TEXTO DA PÁGINA:
%%

22 DE SETEMBRO DE 2012 ÀS 17:06
Maurício Cardoso, do Consultor Jurídico - 1968, o que fizemos de nós é o nome de um belo livro, do jornalista Zuenir Ventura, lançado em 2008, como sequência de um outro livro ainda mais lindo, 1968, o ano que não terminou, de 1989. Os dois livros falam de um personagem incomum, o ano de 1968: “É possível que no século XX, tenha havido ano igual ou mais importante do que 1968, mas nenhum tão lembrado, discutido e com tanta disposição para permanecer como referência, por afinidade ou por contraste”, explica o autor na contracapa do último volume. E diz mais: “A geração de 68, que dizia não confiar em ninguém com mais de 30 anos, está completando 40. Ainda dá para confiar nela? Que balanço se pode fazer hoje de um ano tão carregado de ambições e de sonhos? O que foi feito dessa herança?”

%%

ITENS FORNECIDOS:

%%

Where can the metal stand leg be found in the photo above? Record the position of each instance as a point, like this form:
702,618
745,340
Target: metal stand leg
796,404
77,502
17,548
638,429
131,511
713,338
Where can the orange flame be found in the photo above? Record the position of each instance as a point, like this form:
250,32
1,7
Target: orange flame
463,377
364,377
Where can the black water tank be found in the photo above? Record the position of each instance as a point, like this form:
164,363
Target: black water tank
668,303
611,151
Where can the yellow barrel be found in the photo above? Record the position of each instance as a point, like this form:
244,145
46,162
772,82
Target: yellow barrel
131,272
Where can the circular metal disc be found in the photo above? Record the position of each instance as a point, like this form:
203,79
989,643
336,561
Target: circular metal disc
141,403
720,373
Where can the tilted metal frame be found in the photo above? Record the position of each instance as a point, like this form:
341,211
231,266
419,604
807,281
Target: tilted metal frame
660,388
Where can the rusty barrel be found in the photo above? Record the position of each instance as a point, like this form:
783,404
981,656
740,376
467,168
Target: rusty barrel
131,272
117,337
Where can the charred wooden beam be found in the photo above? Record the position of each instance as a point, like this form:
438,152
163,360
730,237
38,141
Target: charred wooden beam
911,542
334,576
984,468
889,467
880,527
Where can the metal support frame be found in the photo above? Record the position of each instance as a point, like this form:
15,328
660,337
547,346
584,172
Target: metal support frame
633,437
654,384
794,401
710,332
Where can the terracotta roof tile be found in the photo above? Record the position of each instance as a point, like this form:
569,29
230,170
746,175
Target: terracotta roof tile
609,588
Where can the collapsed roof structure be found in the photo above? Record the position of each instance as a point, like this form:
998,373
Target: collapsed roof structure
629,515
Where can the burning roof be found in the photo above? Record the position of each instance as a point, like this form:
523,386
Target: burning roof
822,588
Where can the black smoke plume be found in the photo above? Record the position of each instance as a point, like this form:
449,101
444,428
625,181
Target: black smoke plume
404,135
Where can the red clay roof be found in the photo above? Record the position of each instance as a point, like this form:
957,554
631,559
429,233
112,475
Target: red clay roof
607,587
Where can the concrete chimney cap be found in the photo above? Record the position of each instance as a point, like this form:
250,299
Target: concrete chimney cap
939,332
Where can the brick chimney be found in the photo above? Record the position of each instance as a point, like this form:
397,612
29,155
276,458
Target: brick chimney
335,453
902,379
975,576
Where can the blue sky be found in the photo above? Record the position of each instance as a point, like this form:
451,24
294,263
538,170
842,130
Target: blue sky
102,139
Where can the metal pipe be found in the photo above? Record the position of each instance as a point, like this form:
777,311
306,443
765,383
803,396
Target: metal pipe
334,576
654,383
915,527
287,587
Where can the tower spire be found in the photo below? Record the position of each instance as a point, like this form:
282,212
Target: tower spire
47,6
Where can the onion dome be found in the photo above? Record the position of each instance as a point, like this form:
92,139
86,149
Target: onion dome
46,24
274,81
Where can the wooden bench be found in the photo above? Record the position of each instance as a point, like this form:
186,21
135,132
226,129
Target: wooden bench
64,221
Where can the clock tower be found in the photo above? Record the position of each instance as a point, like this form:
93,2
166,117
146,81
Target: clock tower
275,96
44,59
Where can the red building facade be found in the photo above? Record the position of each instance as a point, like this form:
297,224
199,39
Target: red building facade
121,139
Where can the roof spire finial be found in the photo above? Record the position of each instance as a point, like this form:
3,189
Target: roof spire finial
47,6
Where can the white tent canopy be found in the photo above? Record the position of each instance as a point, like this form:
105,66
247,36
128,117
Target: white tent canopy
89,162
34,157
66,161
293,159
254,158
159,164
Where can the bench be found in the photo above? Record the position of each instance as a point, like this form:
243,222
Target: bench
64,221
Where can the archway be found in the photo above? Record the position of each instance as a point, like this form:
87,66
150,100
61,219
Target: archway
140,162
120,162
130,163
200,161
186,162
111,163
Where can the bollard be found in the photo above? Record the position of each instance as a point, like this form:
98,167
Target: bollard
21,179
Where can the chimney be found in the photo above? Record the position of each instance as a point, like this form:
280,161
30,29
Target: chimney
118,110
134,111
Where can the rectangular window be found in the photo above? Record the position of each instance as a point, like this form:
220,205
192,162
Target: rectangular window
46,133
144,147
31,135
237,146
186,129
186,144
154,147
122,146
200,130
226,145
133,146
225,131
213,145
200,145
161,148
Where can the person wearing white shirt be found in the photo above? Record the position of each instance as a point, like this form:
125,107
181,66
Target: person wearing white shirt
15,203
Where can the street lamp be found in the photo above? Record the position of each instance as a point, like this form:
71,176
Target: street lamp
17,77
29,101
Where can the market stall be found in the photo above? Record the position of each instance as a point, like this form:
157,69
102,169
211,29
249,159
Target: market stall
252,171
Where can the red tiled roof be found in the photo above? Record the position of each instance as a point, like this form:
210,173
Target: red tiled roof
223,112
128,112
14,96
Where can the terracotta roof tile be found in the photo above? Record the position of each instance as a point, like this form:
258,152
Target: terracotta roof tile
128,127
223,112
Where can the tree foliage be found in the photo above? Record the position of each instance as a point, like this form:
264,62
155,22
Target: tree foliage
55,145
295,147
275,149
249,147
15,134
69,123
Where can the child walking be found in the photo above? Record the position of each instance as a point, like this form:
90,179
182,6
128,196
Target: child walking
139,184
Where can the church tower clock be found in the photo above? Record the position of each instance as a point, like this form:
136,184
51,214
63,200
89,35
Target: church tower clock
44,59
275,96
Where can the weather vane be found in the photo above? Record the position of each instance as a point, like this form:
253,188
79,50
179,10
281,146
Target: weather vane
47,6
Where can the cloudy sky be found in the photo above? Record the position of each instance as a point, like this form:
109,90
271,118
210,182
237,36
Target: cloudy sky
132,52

%%

O QUE FAZER: Prossiga com o texto sobre os livros de Zuenir Ventura a respeito de 1968, começando logo após a última frase apresentada. Os itens acima não são necessários.

RESPOSTA:
As quesões que o livro de Zuenir procura responder podem ser encontradas também, em larga escala, no plenário do Supremo Tribunal Federal, todas as segundas, quartas e quintas-feiras, enquanto se julga a Ação Penal 470, o processo do mensalão. O livro de Zuenir Ventura pode até não explicar porque o partido que era apontado como mais ético e mais autêntico da história da República se tornou patrono do maior escândalo de corrupção desse país. Mas ele mostra que boa parte dos principais personagens desse drama político estavam todos lá em 1968, caminhando e cantando, e seguindo a revolução.
Quem abrir o livro à página 48, vai encontrar o capítulo Há um meia-oito em cada canto. Vai saber que, nos idos de meia-oito, José Dirceu, acusado de ser o “chefe da quadrilha” do mensalão, era um dos mais influentes líderes do movimento estudantil. E que o ministro Celso de Mello, o decano do tribunal que está julgando Dirceu juntamente com toda a “quadrilha”, era praticamente colega do político. “Em 1968, José Dirceu e Celso de Mello moravam numa república de estudantes em São Paulo, visitada frequentemente por agentes do Dops”, conta o livro.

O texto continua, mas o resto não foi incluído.